Stated task: Give every line of the records below as a JSON list of strings, one string per line, with blank lines and pictures left out.
*** Record excerpts ***
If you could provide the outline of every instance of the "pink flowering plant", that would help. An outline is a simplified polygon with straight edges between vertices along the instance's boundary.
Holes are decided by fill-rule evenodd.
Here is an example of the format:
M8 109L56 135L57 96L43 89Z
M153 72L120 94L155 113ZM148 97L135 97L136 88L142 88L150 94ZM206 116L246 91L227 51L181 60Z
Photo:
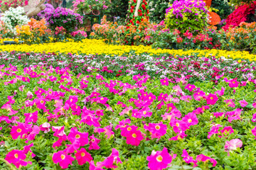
***
Result of the exercise:
[
  "If you could provide the outline of every instance of the \"pink flowering plant\", that would help. An outline is a simplified polygon with straight edges between vertices along the instance's boundary.",
  "Holes are decided by fill-rule evenodd.",
  "Here is an example of the format:",
  "M8 109L56 135L57 96L43 89Z",
  "M153 72L120 94L155 113ZM148 97L135 97L136 88L142 88L150 94ZM206 116L246 91L227 51L181 60Z",
  "Photo:"
]